In the past with printers like the Makerbot 2x this was attempted with little success limit the user to only one type of filament even though they had the availability of two print heads. This almost destroyed any hopes at seeing it successfully done without needing to modify an existing open source printer; though finally it was found in the form of Leapfrog Creatr Dual Extruder.
The main appeal of this machine over others is it’s wider range of officially supported materials including a sandstone esque material using a brick powder held within a plastic similar to PLA and ABS. Though it might be most exciting for it’s low cost compared to similar products coming in at only a little over 1,800. A truly exciting product but does it live up to the hype or does it fall flat like attempts before it; there’s only one way to find out.
About the Company
As with many of the other companies that have branched into 3D printing, the Dutch Leapfrog makes a very honest outward focus on spreading the knowledge and use of 3D printers in schools, businesses and home alike. They’ve been doing this for the last three years with their full range of printing solutions.
Their story really starts with filling a gap that they needed in the company AV Flexologic who is known for their manufacturing of machine components and the like.
They found themselves at a loss for prototyping any of their replacement parts they kept using over and over and found that the options available were either too expensive or too unreliable for operating with the amount of printing they needed.

ENTRIES SHOWN =>
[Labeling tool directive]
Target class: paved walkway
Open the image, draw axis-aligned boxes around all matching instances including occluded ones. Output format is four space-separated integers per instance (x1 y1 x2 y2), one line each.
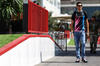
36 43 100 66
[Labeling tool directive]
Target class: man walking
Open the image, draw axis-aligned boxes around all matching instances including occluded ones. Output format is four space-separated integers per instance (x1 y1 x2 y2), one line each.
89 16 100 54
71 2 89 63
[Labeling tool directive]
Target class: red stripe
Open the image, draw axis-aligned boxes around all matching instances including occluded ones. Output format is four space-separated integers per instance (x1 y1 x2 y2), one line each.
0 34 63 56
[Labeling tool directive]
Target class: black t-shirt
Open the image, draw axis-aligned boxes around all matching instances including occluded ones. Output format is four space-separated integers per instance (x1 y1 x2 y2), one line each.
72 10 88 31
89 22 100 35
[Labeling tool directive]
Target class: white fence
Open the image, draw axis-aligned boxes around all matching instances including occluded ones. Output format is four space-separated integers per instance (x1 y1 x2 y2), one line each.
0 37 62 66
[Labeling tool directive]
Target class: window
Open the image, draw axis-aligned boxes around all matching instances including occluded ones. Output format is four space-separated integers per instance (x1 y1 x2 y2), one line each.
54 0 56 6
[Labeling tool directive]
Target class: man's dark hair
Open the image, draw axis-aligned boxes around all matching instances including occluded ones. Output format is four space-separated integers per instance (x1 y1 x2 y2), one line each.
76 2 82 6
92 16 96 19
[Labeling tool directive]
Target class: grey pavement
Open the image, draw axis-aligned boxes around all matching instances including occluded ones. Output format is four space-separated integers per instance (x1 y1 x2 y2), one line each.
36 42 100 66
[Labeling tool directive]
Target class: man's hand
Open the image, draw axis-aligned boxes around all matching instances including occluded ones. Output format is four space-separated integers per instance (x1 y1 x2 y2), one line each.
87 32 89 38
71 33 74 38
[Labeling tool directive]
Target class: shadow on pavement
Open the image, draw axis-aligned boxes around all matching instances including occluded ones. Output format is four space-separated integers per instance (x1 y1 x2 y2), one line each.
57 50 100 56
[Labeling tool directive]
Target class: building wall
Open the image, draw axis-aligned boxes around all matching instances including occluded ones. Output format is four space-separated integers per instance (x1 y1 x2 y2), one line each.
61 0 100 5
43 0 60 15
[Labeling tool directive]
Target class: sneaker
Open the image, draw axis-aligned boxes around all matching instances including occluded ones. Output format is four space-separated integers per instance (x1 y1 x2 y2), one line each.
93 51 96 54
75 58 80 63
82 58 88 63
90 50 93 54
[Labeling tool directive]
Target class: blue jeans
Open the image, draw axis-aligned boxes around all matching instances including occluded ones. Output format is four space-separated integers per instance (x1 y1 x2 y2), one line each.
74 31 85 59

TASKS =>
- A) From the review of the Leapfrog Creatr Dual Extruder, extract the passage that begins with the words containing "About the Company" and ends with "printing they needed.".
- B) Write what comes next in the review of the Leapfrog Creatr Dual Extruder, continuing from its final sentence.

EXPECTED RESULTS =>
- A)
About the Company
As with many of the other companies that have branched into 3D printing, the Dutch Leapfrog makes a very honest outward focus on spreading the knowledge and use of 3D printers in schools, businesses and home alike. They’ve been doing this for the last three years with their full range of printing solutions.
Their story really starts with filling a gap that they needed in the company AV Flexologic who is known for their manufacturing of machine components and the like.
They found themselves at a loss for prototyping any of their replacement parts they kept using over and over and found that the options available were either too expensive or too unreliable for operating with the amount of printing they needed.

- B)
This lead them to start developing their own solution bringing together all the knowledge they had with previous machines and design to bring forth a no nonsense printer with enough versatility to suit their needs. This lead to the development of their first printer: the classic Creatr.
While each model after kept this overarching title as an homage, they are far removed from their basic origin and offer up a line of products that would make any engineers or hobbyist elated.
Leapfrog Creator Specs – At a Glance
|Build Platform Volume:||200 x 270 x 200 mm|
|Build Speed:||350 mm/s maximum|
|Layer Height:||50 Micron minimum|
|X, Y Accuracy:||.02 mm|
|Desktop Space:||600 x 500 x 500 mm|
|Nozzle Diameter:||.35 mm|
|Filaments:||ABS, PLA, Nylon and Brick|
|Build Platform:||Heated Print Bed, Tempered glass|
Pros and Cons of the Leapfrog Creatr
As you can plainly see they delivered on many of the goals they set out to with this printer, while not their first machine which was many aimed at filling a void this printer went above and beyond even that already respectable milestone. Firstly it’s major selling point is the Dual extruders with a plethora of materials and colors to choose from, at first glance this amazing but looking into the officially supported materials I’m a little let down with the lack of structurally different materials like a flexible material, though they do offer the ever so interesting brick material though without as many options as I would like to see.
Another thing to note is the slightly smaller than average build area at only 250 x 200 x 200, another strike against this machine which by most standards should be an excellent choice. On top of this, the lack of open source hardware makes the machine very hard to mod or add your own parts and functionality, not to mention it has no onboard controls or ability to print without a pc connected to it via usb. The disappointment ends there though as what the machine does offer is fantastic with very high print quality and a quick enough build speed.
Really what you are paying for here is a good step-up from a single extruder printer, which is enough reason in itself self to pay the extra 250 dollars from the basic model.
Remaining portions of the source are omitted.